Reproduce the material below line for line, without changing a single character.

--- Start of SUPPLIED MATERIAL ---

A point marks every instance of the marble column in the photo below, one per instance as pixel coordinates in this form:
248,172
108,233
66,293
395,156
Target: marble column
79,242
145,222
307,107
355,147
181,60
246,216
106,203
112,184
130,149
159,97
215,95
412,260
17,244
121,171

--- End of SUPPLIED MATERIAL ---

ANSWER TO THE EXERCISE
A point marks every instance of the marble column in the photo below, one per instance as pixel coordinates in this form:
248,172
108,233
66,293
395,156
Target: marble column
79,242
145,222
307,107
355,147
181,60
246,216
106,203
112,184
130,149
159,97
215,95
412,260
17,244
121,171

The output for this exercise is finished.